**Задания:**
#1 Перечислите все аббревиатуры, которые встречаются во фрагменте о Европейском политическом сотрудничестве.
#2 Продолжите фрагмент о Европейском политическом сотрудничестве с того места, на котором он обрывается.

**Фрагмент страницы:**
*****
Референдум в Дании принес положительный результат. Тем не менее значительная часть населения продолжала относиться к ЕЭС скептически. Официальные датские политики также проявляли сдержанность, когда требовались активные действия и целевые установки Сообщества, выходящие за рамки экономической сферы. Не в последнюю очередь англичане придавали значение тому, чтобы координация внешней политики происходила на межгосударственном уровне, а не в рамках Сообщества. Тем не менее Европейское политическое сотрудничество (ЕПС) развивалось успешно. Дипломатические ведомства установили контакт, а в германо-французских отношениях дело дошло до регулярного обмена сотрудниками. Государства — члены ЕЭС вырабатывали совместную позицию в отношении ООН, хельсинкского процесса и в случае, когда где-либо в мире назревала кризисная ситуация. Кстати, еще в 1973 году имелась возможность создать постоянно действующий Политический секретариат, если бы удалось договориться о его местопребывании. Французы настаивали на Париже, но большинство было за Брюссель.
*****
**Исходные материалы:**
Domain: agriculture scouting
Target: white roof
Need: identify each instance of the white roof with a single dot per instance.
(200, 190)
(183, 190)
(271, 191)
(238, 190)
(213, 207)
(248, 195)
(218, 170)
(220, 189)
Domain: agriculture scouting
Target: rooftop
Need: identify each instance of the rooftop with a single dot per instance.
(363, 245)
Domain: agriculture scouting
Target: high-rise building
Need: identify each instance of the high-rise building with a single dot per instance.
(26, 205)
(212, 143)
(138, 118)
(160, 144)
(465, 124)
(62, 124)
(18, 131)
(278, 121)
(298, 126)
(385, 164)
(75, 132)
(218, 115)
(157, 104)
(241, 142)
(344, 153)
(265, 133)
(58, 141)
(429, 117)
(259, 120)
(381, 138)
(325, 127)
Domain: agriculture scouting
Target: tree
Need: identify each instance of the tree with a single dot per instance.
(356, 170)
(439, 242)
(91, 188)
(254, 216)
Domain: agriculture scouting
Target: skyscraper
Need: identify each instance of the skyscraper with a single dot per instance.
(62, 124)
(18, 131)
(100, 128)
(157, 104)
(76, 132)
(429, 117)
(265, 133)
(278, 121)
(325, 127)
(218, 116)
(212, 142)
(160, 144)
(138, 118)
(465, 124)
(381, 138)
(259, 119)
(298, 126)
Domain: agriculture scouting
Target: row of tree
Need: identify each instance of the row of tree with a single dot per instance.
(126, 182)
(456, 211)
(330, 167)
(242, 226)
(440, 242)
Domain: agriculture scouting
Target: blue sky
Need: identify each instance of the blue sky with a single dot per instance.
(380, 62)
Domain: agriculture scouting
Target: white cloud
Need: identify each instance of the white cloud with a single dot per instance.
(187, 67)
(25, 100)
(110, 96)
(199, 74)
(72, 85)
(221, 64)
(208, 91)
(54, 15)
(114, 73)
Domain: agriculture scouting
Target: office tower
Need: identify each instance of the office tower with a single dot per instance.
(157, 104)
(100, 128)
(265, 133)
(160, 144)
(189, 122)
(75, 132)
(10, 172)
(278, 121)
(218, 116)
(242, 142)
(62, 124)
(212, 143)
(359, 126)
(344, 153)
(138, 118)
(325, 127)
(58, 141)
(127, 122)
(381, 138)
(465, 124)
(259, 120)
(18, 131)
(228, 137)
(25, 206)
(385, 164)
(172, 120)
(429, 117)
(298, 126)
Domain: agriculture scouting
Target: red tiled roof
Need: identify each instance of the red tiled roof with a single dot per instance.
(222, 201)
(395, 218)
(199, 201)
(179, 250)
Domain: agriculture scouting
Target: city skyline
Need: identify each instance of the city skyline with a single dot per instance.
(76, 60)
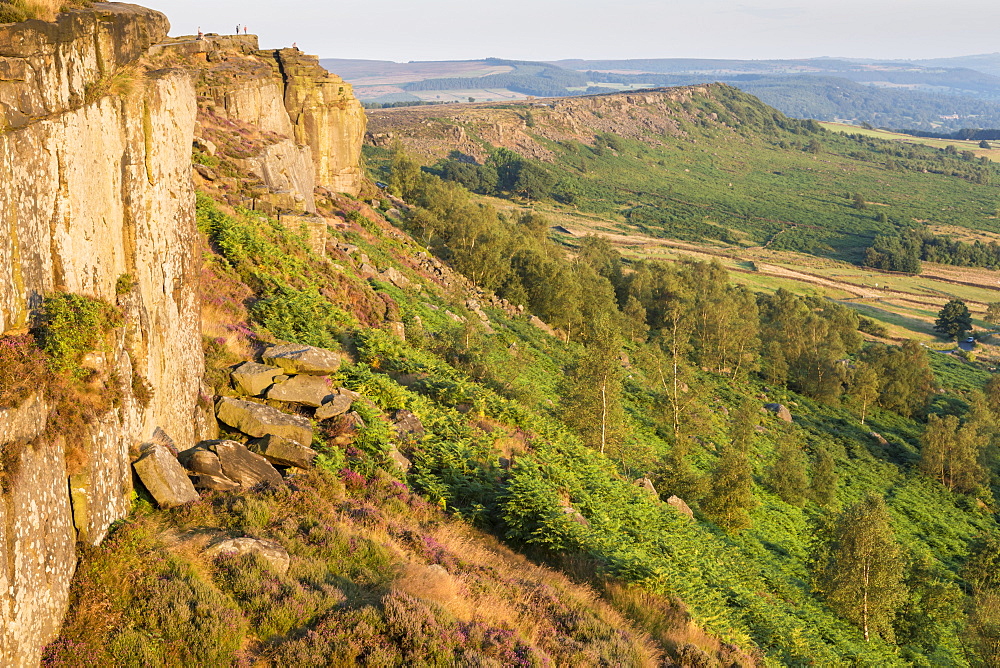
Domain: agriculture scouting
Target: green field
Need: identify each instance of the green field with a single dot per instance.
(960, 144)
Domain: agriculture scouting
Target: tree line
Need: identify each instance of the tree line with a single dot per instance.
(906, 251)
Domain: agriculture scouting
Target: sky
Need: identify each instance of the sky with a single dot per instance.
(404, 30)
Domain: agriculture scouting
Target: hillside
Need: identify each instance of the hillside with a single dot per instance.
(710, 162)
(895, 95)
(292, 417)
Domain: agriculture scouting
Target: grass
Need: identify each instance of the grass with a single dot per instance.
(377, 575)
(960, 144)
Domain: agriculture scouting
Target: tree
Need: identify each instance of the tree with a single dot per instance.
(730, 497)
(864, 387)
(953, 319)
(824, 479)
(593, 405)
(862, 578)
(993, 314)
(950, 453)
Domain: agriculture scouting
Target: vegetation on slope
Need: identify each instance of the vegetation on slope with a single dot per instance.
*****
**Ответы к заданиям:**
#1 ЕЭС, ЕПС, ООН

#2
Соединенные Штаты, хотя они в принципе были за европейское единство, с трудом воспринимали совместные оценки, если они расходились с их точкой зрения. Во времена Никсона и Киссинджера был предложен непригодный вариант: у американцев, дескать, глобальные, а у европейцев региональные интересы. Мы возражали, что не собираемся отказываться от участия в мировой политике. Между Бонном и Парижем нередко возникали разногласия в оценке несправедливых требований Вашингтона. Мы чувствовали, что мы в долгу перед американцами, и знали, какой вес будут иметь США при будущем урегулировании отношений между Востоком и Западом. Французы не любили напоминаний о том, что именно они также нуждались в американской помощи. Даже такой рассудительный человек, как президент Помпиду, проявлял недовольство каждый раз, когда он замечал пристрастие американцев к участию в управлении Европой, а тем более когда они собирались предъявить претензии на опекунство. Особенно резкие слова он находил тогда, когда от Европы ожидали, что она «ценой собственных дефицитов будет финансировать военные, политические и экономические действия американцев». Даже мое требование «органического диалога» с американцами казалось Парижу чересчур далеко идущим. Эдвард Хит и я сумели воспрепятствовать тому, чтобы нас противопоставляли Парижу. И тут же мы получили раздраженные письма из Белого дома. То, которое было направлено мне, содержало больше упреков, чем письмо в адрес британского коллеги.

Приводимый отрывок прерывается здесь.